---- Data lines

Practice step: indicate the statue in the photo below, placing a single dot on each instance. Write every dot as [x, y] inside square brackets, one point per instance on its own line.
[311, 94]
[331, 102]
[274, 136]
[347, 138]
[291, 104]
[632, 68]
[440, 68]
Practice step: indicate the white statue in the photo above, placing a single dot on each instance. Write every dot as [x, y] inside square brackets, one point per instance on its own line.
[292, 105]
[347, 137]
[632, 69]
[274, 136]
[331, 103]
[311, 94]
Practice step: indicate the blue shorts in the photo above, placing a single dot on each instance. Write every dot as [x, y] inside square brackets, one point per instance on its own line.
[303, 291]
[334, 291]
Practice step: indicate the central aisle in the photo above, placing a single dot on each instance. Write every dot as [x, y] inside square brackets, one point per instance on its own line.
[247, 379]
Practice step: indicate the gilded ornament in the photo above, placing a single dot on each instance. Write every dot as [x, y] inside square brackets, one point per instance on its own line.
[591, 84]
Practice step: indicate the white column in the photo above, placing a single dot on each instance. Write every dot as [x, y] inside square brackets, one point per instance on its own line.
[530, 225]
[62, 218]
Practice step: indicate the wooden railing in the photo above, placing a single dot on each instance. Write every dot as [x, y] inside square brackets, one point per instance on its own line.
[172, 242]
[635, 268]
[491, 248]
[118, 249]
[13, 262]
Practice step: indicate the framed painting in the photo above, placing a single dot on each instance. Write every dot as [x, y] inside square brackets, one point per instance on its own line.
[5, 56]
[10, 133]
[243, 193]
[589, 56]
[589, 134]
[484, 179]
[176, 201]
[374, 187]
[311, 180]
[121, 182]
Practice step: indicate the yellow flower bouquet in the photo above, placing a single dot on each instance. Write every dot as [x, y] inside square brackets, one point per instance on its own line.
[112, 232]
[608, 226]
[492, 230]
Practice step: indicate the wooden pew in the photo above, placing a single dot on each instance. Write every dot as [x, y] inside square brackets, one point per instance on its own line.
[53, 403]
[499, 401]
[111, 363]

--------

- _The task_
Repeat exactly, and only, the lines from the line with "Practice step: indicate the framed" through the end of the listing above, both ends included.

- _Complete answer_
Practice step: indicate the framed painting in the photo above, placing a single dot on each instance. Write every dot as [x, y] inside square brackets, one point per instance on its own line.
[5, 56]
[10, 133]
[243, 193]
[589, 56]
[589, 134]
[484, 179]
[176, 201]
[374, 187]
[311, 180]
[121, 182]
Practice step: indicate the yellow flower bouquet in the photo above, placing a single dot on each instance. Write every dot as [x, y] inside square brackets, one point per instance on its own line.
[112, 232]
[608, 226]
[492, 230]
Practice step: indicate the wooden pew in the photo above, placing a single dot on each instance. Write every dot as [x, y] inside square brackets, one point per instance on its own line.
[53, 403]
[499, 401]
[111, 363]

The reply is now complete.